* _Stored rows_

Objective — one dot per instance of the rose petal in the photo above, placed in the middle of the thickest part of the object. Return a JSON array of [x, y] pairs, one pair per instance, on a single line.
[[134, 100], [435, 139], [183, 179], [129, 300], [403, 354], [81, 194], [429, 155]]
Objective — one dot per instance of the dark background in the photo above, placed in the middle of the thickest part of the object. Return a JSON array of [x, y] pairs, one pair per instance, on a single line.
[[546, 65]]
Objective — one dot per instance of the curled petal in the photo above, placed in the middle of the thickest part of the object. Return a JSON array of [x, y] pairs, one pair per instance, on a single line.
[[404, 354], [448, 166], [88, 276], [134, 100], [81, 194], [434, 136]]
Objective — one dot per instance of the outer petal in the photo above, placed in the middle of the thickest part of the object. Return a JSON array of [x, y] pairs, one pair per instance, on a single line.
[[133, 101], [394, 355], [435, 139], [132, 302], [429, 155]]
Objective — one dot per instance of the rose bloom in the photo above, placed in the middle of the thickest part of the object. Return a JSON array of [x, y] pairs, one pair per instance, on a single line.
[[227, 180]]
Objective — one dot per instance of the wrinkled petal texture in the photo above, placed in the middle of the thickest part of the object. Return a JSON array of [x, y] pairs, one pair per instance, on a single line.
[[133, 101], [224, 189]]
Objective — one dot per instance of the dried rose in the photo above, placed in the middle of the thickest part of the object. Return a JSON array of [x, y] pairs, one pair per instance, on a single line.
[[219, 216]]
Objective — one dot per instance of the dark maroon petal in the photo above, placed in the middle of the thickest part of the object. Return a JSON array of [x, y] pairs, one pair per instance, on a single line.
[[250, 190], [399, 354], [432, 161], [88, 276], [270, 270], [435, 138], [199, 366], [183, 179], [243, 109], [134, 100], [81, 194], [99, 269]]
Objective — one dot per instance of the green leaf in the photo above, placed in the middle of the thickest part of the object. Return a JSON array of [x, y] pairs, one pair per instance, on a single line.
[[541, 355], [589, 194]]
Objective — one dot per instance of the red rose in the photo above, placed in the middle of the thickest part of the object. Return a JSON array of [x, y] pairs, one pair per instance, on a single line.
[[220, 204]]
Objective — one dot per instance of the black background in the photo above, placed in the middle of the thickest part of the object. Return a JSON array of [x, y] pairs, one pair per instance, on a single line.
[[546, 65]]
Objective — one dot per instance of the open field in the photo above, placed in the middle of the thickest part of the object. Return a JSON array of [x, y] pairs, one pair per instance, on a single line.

* _Your goal_
Lay out every one of the records above as a numbered list, one entry per line, leaving out any blank lines.

* _Written response_
1. Objective — one dot per instance of the rose petal in the photo above, placed in the middle of the thickest part of the object. Return a JSON array of [x, y] pairs, one pair per instance, on a single line.
2. [[134, 100], [435, 139], [183, 179], [129, 300], [403, 354], [81, 194], [429, 155]]
3. Objective — one dot per instance of the dark background in the photo above, placed in the middle of the thickest part of the object. Return a JSON array of [x, y] pairs, one pair per instance, on a single line.
4. [[546, 65]]
5. Objective — one dot per instance of the curled petal in the photo above, placed in the middle of the thickest part of the object. Return a JSON array of [x, y] pairs, one pair per instance, on a single line.
6. [[404, 354], [448, 166], [88, 276], [134, 100], [81, 194], [434, 136]]
7. Objective — one dot per instance of the outer petal in the photo above, placed in the middle of the thickest part of the object. Return a JSON array of [x, y] pairs, one pair per instance, on a single line.
8. [[133, 101], [394, 355], [435, 139], [132, 302], [429, 155]]
9. Objective — one dot per instance of the rose bloom in the photo above, placed in the middle of the thickest part of the object. Return a JSON array of [x, y] pairs, one pair per instance, on a single line.
10. [[227, 180]]
11. Objective — one dot per instance of the wrinkled petal texture in the photo above, placed in the middle of the thickest part of the object. Return a JSON array of [x, y] pairs, one pair per instance, on a single line.
12. [[133, 101], [224, 189]]
13. Objective — one dot per instance of the dried rose in the photo above, placed in the middle of the thickest part of the object. Return a JSON array of [x, y] pairs, one pair per instance, on a single line.
14. [[219, 216]]
15. Objective — one dot per instance of the dark maroon petal in the photo above, placed in the middle of the thickest part of the object. Return a JSON array of [x, y] pairs, one pair per instance, on a single line.
16. [[250, 190], [399, 354], [432, 161], [88, 276], [270, 270], [435, 138], [199, 366], [183, 179], [243, 109], [134, 100], [81, 194], [99, 269]]
17. Objective — one dot per instance of the green leaf in the photo above, placed in the middle of the thickest part of the object. Return a JSON array of [x, y] pairs, one pair per instance, on a single line.
18. [[541, 355], [589, 194]]
19. Objective — one dot per instance of the red rose in the photo above, placed in the middle of the thickest part of the object. Return a JSON array of [x, y] pairs, one pair per instance, on a single line.
20. [[220, 204]]
21. Objective — one dot per instance of the black background in the photo above, placed in the middle of the thickest part of the object. Return a JSON array of [x, y] pairs, one pair per instance, on a single line.
22. [[546, 65]]
23. Objective — one dot per instance of the open field in the photo above, placed in the middle of the thickest part of the object. Return a JSON array of [x, y] pairs, one pair per instance, on a single line.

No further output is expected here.